• TEXT:
■ ■ ■
Since August 1945, when the destruction of two cities in the space of a few minutes proclaimed the peril in which the human race stood, the clamour for a different direction for our governments has been regular and persistent.
It has been led in the right direction by the world citizens and world federalists who have more than any others, recognized that we must abolish war or war will abolish us. What is more, they have further recognized that nothing less than human political unity will give the possibility of joint action to avert our growing peril.
But during the ensuing sixty years, despite a few encouraging moves In the right direction, the world's leaders have concentrated on other aims.
The priorities have been stocking the world with weapons - nuclear and other. The potential for deliberate destruction of civilized life have risen to a capacity of thirty to forty times what would be necessary to destroy all our present structures. And the nuclear arsenals have never been controlled, let alone diminished, while proliferation has continued apace so that there are now a dozen governments with power to unleash such devastation.
■ ■ ■
• INSTRUCTION A: Copy out the rows from the line containing "Segment every instance of the cloudy" through the end of the rows, both ends included.
■ ■ ■
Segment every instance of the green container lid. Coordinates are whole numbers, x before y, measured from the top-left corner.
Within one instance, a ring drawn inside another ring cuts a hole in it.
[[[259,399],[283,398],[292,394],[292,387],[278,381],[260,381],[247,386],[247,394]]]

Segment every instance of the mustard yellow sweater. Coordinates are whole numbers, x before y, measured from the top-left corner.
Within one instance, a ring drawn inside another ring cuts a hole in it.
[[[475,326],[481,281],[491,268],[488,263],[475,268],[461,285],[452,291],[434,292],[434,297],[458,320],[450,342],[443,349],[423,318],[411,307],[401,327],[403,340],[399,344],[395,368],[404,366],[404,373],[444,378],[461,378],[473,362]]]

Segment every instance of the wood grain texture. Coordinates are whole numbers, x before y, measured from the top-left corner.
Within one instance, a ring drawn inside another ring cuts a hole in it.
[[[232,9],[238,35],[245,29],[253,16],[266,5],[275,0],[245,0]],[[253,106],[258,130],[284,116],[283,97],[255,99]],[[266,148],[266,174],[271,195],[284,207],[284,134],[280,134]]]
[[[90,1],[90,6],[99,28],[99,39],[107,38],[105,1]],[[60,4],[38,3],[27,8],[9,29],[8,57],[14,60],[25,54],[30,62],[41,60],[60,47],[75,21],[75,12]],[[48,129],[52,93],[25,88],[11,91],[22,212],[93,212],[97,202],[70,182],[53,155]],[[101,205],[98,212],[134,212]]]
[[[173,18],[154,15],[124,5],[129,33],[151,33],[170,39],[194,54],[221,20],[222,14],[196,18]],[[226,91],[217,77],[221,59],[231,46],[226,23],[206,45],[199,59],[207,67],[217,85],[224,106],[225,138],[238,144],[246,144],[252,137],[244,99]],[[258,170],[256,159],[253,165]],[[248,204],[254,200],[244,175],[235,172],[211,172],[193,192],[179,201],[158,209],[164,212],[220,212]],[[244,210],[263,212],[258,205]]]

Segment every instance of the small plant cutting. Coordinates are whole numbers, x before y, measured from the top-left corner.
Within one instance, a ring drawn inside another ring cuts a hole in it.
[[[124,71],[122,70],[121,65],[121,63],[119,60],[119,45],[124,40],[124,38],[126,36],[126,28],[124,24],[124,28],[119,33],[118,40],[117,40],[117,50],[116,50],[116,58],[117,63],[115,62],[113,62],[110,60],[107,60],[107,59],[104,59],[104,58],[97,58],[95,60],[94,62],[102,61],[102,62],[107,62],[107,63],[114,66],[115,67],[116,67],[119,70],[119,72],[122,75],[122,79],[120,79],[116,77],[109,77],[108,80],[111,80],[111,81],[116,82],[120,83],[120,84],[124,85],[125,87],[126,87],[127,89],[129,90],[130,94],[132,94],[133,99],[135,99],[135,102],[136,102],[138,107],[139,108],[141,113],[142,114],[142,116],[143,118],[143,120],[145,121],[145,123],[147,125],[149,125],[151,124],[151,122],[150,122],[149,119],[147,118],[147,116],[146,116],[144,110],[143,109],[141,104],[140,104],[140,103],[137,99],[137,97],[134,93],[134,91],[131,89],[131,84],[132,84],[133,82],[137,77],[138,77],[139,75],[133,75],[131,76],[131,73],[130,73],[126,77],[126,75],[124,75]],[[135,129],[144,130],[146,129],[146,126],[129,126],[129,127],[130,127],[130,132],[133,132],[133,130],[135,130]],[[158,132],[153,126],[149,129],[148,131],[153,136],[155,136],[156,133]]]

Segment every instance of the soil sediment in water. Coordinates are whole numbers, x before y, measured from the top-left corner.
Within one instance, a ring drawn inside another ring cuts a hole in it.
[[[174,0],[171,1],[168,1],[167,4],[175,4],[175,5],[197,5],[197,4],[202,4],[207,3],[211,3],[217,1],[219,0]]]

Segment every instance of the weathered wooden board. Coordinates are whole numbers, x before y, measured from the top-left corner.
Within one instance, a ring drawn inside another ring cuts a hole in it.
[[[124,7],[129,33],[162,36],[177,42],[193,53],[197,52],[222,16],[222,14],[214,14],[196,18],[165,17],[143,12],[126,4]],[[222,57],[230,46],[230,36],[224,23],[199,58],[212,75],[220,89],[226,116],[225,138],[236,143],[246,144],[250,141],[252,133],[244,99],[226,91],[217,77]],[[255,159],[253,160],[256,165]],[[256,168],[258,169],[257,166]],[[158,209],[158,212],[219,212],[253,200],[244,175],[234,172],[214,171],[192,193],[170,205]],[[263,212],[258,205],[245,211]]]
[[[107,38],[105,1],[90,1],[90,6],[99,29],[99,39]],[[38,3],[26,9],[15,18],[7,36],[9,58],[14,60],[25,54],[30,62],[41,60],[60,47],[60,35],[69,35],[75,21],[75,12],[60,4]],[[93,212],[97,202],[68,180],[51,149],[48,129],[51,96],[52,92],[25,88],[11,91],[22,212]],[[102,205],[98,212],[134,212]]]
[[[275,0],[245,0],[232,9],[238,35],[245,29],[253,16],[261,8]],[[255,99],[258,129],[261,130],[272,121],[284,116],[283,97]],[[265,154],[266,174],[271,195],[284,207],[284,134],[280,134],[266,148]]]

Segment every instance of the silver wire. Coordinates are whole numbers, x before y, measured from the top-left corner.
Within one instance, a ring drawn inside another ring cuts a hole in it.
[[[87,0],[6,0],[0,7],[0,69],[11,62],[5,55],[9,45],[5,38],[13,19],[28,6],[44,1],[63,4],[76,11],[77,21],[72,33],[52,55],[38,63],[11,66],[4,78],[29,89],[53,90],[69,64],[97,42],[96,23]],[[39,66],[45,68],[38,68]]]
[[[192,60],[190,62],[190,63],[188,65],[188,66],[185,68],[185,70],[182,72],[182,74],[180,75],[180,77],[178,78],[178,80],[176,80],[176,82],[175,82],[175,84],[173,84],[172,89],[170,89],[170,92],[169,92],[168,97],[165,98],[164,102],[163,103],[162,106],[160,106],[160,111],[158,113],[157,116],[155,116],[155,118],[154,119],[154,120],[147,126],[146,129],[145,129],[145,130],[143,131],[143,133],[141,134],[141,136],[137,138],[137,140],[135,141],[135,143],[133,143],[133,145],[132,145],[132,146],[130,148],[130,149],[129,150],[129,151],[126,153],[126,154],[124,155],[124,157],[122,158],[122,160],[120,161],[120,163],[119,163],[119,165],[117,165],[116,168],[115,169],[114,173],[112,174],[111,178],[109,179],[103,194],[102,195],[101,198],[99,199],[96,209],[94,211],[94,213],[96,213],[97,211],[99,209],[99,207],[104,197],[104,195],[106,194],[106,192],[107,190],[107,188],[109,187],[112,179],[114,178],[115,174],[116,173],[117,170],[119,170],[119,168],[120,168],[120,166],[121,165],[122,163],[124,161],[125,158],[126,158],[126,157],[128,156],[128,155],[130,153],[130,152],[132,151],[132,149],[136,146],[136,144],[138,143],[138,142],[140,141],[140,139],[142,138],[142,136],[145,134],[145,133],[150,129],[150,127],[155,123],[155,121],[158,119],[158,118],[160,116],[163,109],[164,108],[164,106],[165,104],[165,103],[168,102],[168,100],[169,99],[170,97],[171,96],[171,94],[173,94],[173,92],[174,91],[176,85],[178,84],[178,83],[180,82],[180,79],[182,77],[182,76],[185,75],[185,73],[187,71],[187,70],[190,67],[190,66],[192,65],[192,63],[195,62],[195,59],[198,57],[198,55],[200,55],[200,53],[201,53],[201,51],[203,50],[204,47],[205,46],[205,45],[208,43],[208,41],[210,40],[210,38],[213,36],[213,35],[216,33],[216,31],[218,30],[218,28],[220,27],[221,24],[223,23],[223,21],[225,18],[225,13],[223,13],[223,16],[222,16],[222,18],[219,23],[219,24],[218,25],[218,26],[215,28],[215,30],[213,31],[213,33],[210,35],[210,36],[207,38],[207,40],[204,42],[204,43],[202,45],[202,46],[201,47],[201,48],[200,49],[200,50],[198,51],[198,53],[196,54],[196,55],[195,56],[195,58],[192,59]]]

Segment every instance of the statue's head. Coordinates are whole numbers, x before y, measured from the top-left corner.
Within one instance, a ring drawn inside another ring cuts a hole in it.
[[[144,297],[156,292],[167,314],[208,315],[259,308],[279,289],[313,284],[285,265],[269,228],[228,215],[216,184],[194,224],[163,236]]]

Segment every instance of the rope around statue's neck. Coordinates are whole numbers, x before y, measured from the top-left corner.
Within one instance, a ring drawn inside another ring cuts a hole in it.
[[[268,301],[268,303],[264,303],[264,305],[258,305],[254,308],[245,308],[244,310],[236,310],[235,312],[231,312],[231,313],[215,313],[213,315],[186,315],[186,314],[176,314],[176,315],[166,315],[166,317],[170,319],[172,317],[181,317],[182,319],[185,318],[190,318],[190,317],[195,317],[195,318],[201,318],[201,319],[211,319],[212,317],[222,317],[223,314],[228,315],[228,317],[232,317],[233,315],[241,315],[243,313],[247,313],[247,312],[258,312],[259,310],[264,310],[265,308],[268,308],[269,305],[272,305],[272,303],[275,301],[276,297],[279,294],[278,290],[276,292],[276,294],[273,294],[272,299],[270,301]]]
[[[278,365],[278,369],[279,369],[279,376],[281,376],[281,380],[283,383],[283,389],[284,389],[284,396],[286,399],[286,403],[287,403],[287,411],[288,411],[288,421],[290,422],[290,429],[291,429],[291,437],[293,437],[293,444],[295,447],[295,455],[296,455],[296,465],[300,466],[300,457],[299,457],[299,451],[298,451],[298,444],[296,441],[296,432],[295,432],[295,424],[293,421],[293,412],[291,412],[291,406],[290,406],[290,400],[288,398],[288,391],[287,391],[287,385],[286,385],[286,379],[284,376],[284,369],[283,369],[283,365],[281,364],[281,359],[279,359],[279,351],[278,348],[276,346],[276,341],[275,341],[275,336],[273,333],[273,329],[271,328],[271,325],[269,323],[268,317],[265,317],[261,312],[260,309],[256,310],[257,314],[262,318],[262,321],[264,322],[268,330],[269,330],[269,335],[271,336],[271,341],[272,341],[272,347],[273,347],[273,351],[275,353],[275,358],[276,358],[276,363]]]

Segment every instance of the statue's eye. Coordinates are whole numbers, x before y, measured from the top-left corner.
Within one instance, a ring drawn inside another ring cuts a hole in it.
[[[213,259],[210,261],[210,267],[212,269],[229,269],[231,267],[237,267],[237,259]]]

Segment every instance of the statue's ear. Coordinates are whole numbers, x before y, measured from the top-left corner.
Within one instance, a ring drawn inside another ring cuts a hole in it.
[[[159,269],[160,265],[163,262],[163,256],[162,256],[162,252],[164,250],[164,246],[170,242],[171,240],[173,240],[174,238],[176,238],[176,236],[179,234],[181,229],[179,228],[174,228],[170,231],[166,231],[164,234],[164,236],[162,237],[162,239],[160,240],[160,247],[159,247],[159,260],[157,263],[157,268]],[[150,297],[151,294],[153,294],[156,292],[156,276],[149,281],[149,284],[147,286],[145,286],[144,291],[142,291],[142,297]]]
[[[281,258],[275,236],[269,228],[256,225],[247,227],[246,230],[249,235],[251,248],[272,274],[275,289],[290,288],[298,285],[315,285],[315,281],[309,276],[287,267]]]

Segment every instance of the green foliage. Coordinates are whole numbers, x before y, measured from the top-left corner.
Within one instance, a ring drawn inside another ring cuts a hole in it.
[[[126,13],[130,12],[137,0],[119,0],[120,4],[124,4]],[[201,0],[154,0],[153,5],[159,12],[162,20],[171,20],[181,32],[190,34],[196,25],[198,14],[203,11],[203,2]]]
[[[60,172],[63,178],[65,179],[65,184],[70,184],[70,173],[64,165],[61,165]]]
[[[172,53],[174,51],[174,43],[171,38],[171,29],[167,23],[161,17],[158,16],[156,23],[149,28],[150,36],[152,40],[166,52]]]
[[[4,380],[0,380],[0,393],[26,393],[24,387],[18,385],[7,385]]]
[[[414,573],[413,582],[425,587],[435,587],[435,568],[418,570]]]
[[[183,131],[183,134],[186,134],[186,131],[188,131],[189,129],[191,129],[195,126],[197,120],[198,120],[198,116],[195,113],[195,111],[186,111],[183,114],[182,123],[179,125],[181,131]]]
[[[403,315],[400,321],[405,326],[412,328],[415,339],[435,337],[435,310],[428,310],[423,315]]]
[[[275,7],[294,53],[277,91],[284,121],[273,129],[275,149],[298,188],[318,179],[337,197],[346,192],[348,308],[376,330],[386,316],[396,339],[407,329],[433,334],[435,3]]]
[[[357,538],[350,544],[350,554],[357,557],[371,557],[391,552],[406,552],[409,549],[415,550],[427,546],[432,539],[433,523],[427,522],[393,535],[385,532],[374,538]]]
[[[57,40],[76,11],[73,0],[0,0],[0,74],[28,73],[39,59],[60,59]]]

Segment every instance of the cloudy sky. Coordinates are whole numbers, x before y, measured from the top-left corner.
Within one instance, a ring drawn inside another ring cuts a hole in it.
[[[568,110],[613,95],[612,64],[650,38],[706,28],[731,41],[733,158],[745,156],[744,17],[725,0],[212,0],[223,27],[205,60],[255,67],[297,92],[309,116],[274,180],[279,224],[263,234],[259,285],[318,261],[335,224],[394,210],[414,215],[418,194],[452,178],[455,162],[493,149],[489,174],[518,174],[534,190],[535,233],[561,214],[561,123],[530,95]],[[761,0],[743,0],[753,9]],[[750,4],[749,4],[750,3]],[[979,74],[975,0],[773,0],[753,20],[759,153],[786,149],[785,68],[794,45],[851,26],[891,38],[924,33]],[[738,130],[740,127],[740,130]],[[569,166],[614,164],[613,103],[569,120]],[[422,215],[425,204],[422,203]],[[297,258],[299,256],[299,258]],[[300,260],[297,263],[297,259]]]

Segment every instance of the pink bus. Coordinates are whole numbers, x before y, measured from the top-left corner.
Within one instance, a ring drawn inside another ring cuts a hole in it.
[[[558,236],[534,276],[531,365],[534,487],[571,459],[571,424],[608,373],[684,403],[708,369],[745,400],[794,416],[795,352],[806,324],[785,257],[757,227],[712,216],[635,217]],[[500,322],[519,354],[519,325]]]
■ ■ ■
• INSTRUCTION B: Rewrite the stretch of the passage on the nuclear peril from "It has been" through "on other aims.", putting "heads of state" in place of "leaders".

• FINAL ANSWER A:
Segment every instance of the cloudy sky. Coordinates are whole numbers, x before y, measured from the top-left corner.
Within one instance, a ring drawn inside another ring cuts a hole in it.
[[[568,110],[613,95],[612,64],[650,38],[706,28],[731,41],[733,158],[745,156],[744,17],[725,0],[212,0],[223,27],[205,60],[255,67],[297,92],[309,116],[274,180],[279,224],[263,234],[259,285],[318,261],[335,224],[394,210],[414,215],[418,194],[452,178],[455,162],[493,149],[489,174],[518,174],[534,190],[535,233],[561,214],[561,123],[530,95]],[[761,0],[743,0],[753,9]],[[750,4],[749,4],[750,3]],[[979,74],[975,0],[773,0],[753,20],[759,153],[786,149],[785,68],[794,45],[851,26],[891,38],[924,33]],[[738,130],[740,127],[740,130]],[[569,166],[614,164],[613,103],[569,120]],[[422,215],[425,204],[422,203]],[[297,258],[299,256],[299,258]],[[300,260],[297,263],[297,259]]]

Segment every instance of the pink bus. Coordinates are whole numbers, x before y, measured from the top-left corner.
Within one instance, a ring drawn inside another ring cuts a hole in it.
[[[558,236],[534,276],[531,365],[534,487],[571,459],[571,424],[608,373],[684,403],[708,369],[745,400],[794,416],[795,352],[806,324],[785,257],[757,227],[712,216],[635,217]],[[500,322],[519,354],[519,325]]]

• FINAL ANSWER B:
It has been led in the right direction by the world citizens and world federalists who have more than any others, recognized that we must abolish war or war will abolish us. What is more, they have further recognized that nothing less than human political unity will give the possibility of joint action to avert our growing peril.
But during the ensuing sixty years, despite a few encouraging moves In the right direction, the world's heads of state have concentrated on other aims.